### DATASET EXCERPTS
----------

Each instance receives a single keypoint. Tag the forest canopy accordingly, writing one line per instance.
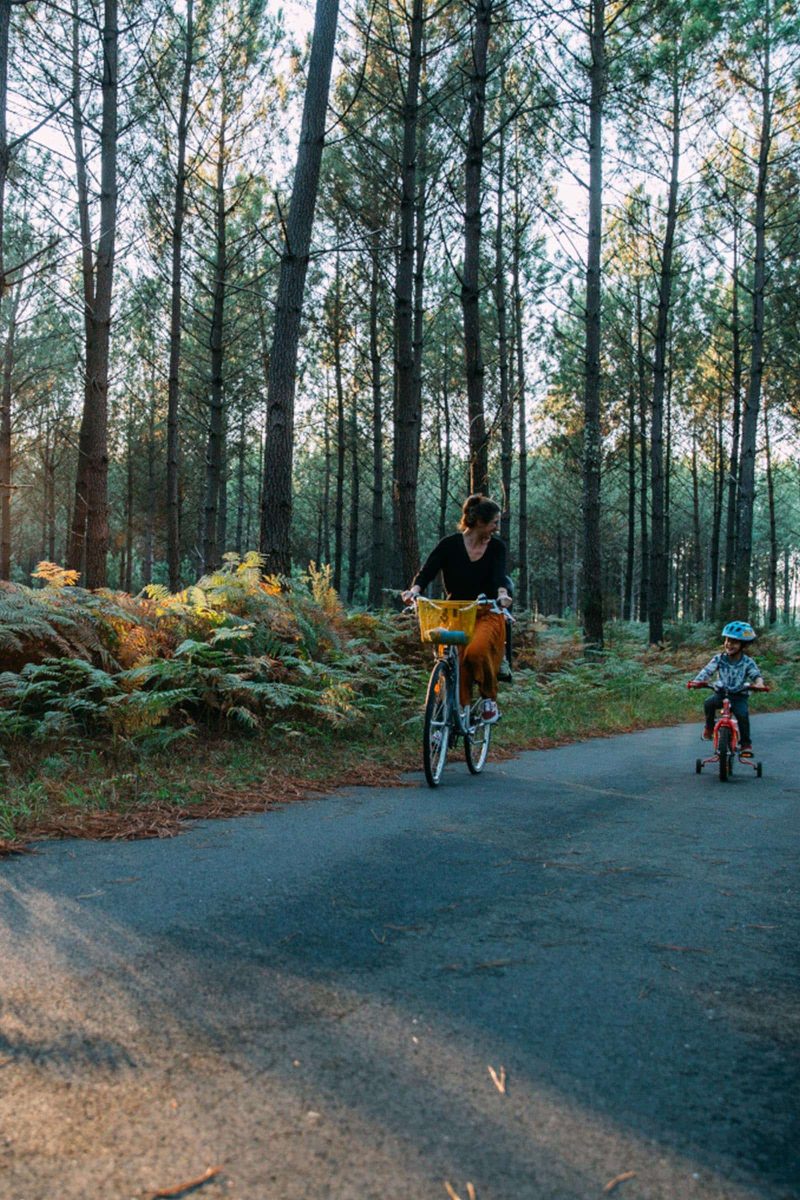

----------

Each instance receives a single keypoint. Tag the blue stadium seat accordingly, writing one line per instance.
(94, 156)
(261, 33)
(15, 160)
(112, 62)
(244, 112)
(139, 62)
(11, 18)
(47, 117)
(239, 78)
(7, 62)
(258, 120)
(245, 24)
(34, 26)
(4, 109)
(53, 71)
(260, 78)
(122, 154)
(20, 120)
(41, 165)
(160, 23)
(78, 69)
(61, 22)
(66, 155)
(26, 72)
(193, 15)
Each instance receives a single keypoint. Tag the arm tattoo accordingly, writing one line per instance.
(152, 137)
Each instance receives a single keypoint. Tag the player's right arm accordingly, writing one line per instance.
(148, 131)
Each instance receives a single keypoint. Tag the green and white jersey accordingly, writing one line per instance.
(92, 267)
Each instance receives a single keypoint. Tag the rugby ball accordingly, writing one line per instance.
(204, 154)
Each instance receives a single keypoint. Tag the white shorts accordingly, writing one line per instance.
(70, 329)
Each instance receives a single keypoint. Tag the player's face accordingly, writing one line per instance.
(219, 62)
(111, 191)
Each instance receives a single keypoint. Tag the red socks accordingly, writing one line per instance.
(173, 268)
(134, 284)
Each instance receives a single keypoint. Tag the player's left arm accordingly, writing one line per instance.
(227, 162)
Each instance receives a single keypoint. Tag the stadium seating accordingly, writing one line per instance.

----------

Using the entries above, repeat only the lines from the one containing "Each instance receives a single keypoint. Tag the rugby" through the one containing "Each instance receives a single keypoint. Tag the stadium", end lines included.

Each instance receives a single keypoint. Tag the rugby ball accordingly, writing one line per instance.
(204, 154)
Each instance receives a single keypoint. Tag the white shorts accordingly, writing one line per instance.
(70, 329)
Each instance receives a single keypoint. Tag the player's face accordingly, writing one line per instance.
(219, 62)
(111, 191)
Each instance receives a single keypoint. Tag the red socks accordingly, writing one line per instance.
(173, 268)
(134, 284)
Each instance receives a single keypoint. Tag the player's left arm accordingly, writing one line per instance.
(227, 162)
Each instance receives a single keypoint. Tag the stadium seating accordingly, writing one line per instance.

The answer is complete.